--- start ---
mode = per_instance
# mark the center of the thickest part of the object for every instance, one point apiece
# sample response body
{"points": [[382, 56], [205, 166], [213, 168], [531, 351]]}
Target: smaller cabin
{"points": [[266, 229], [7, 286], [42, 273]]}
--- end ---
**SHORT EXERCISE:** Copy every line of the records above, character for character, with nothing changed.

**ANSWER TO THE TASK:**
mode = per_instance
# mark the center of the thickest part of the object for every instance, one point apiece
# sample response body
{"points": [[382, 56], [205, 166], [213, 168], [531, 351]]}
Target: smaller cabin
{"points": [[266, 229], [7, 286], [42, 273]]}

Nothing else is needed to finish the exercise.